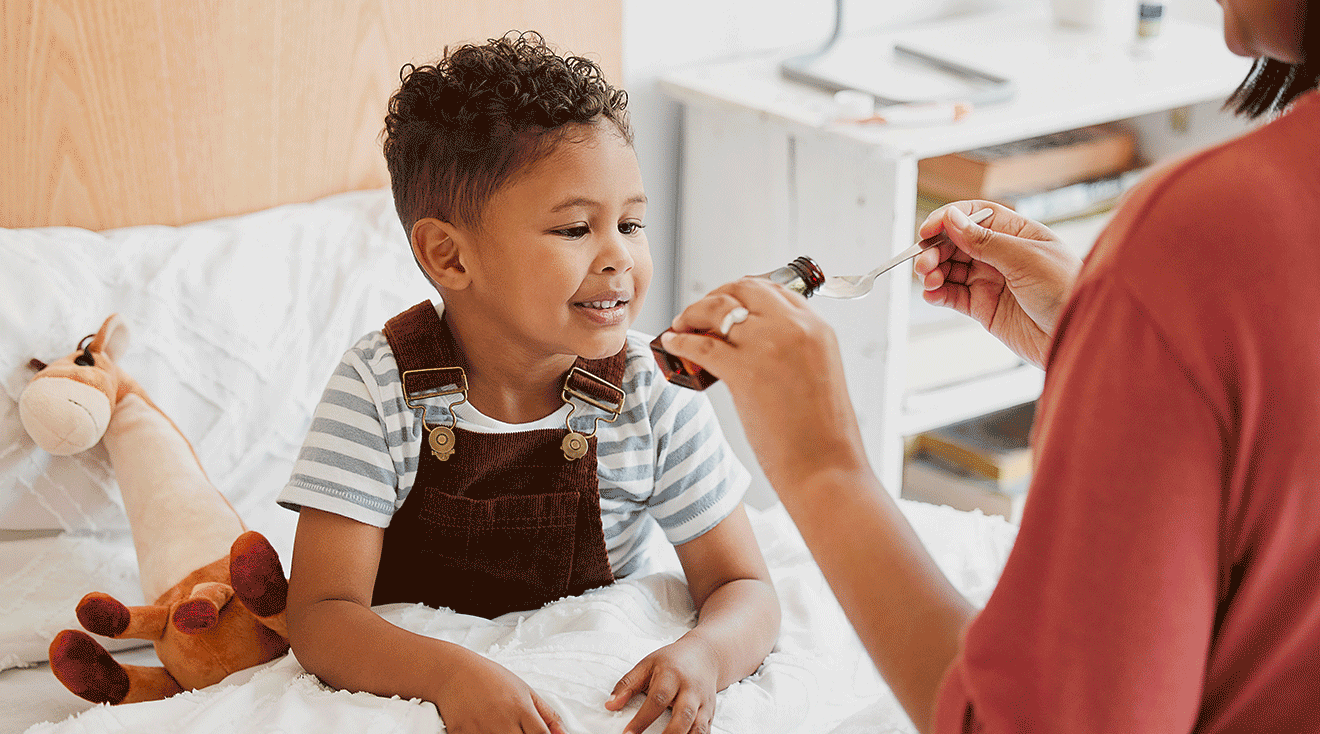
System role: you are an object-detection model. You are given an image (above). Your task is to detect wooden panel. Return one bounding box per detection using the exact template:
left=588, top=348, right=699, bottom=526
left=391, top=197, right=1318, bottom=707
left=1, top=0, right=622, bottom=230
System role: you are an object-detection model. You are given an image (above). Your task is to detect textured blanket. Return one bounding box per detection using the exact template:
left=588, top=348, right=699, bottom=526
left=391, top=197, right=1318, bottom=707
left=25, top=501, right=1015, bottom=734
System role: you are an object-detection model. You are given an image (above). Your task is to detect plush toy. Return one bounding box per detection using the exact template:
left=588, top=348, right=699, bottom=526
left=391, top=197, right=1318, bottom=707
left=18, top=314, right=290, bottom=705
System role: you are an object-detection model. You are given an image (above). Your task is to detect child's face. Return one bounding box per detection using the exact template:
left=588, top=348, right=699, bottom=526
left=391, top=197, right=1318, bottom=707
left=461, top=122, right=651, bottom=361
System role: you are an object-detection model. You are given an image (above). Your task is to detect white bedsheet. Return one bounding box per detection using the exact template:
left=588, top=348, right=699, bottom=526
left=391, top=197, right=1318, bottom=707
left=6, top=500, right=1015, bottom=734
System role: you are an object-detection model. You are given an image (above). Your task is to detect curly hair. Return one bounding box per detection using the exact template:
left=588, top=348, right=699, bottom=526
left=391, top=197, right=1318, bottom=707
left=382, top=31, right=632, bottom=235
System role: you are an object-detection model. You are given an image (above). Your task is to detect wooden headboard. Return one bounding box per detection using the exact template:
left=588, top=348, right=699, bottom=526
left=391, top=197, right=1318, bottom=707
left=1, top=1, right=622, bottom=231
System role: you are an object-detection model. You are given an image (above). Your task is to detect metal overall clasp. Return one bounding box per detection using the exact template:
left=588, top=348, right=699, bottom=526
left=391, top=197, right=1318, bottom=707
left=560, top=367, right=625, bottom=461
left=401, top=367, right=468, bottom=461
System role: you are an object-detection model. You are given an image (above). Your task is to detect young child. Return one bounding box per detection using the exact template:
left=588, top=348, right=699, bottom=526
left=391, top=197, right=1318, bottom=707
left=280, top=33, right=780, bottom=734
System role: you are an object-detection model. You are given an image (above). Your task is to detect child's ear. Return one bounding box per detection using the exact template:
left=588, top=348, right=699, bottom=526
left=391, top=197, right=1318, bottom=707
left=411, top=218, right=470, bottom=289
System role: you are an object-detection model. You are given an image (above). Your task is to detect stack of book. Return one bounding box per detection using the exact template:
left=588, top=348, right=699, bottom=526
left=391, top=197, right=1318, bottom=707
left=917, top=123, right=1143, bottom=225
left=901, top=401, right=1036, bottom=523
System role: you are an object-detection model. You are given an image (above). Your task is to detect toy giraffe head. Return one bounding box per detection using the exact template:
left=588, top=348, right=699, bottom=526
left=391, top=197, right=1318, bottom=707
left=18, top=313, right=241, bottom=601
left=19, top=314, right=135, bottom=456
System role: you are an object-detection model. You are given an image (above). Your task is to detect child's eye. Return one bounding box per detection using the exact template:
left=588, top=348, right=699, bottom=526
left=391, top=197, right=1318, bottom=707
left=619, top=221, right=646, bottom=235
left=553, top=225, right=590, bottom=239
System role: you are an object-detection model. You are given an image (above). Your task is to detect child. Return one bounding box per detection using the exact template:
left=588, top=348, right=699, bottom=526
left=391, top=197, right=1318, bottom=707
left=280, top=32, right=780, bottom=734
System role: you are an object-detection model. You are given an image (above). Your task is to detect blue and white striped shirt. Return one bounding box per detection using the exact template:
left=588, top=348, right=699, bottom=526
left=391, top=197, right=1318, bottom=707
left=278, top=313, right=749, bottom=578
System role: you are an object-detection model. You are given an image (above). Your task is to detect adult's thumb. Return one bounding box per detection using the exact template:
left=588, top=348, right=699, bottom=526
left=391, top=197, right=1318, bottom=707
left=945, top=205, right=1037, bottom=278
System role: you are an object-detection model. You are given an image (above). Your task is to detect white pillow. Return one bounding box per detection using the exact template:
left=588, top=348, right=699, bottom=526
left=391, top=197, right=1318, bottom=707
left=1, top=189, right=433, bottom=533
left=0, top=189, right=436, bottom=667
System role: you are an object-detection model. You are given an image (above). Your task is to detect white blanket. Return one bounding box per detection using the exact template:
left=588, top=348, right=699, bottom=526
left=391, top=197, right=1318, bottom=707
left=24, top=501, right=1015, bottom=734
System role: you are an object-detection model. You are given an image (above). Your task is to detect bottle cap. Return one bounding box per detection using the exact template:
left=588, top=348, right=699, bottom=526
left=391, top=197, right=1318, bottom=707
left=787, top=256, right=825, bottom=297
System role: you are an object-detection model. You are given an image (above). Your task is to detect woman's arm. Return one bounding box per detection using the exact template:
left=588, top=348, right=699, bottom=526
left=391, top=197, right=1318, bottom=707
left=657, top=281, right=973, bottom=732
left=286, top=507, right=568, bottom=734
left=607, top=504, right=780, bottom=734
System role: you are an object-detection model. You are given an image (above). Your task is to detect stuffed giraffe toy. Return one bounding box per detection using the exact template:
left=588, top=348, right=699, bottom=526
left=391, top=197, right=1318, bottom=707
left=18, top=314, right=290, bottom=705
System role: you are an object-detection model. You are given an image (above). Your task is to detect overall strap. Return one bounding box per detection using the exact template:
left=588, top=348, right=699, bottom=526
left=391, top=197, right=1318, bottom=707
left=384, top=300, right=629, bottom=414
left=383, top=302, right=458, bottom=394
left=572, top=350, right=628, bottom=400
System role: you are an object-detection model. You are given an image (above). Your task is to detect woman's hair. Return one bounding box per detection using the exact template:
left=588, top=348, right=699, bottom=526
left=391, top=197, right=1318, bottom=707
left=382, top=31, right=631, bottom=234
left=1226, top=0, right=1320, bottom=117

·····

= What to work on =
Look through the entries, and return every line that the word "white" appears in.

= Written reply =
System role: you are an object-detection model. You are given an image (above). Your task is to detect white bedsheet. Return one bounding box per detection using the exact template:
System role: you are an object-detection model. You are given an image (above). Your task is to detect blue and white striped shirt. Return one bounding box per detection using the exact template:
System role: you are an object-detection model. You are given an image (above). Your task is to detect white pillow. Return one bounding box per detection using the exact template:
System role: you are an object-detection model. You are given an image (above). Your task is to detect white blanket. Return one bounding box per detection using the exact template:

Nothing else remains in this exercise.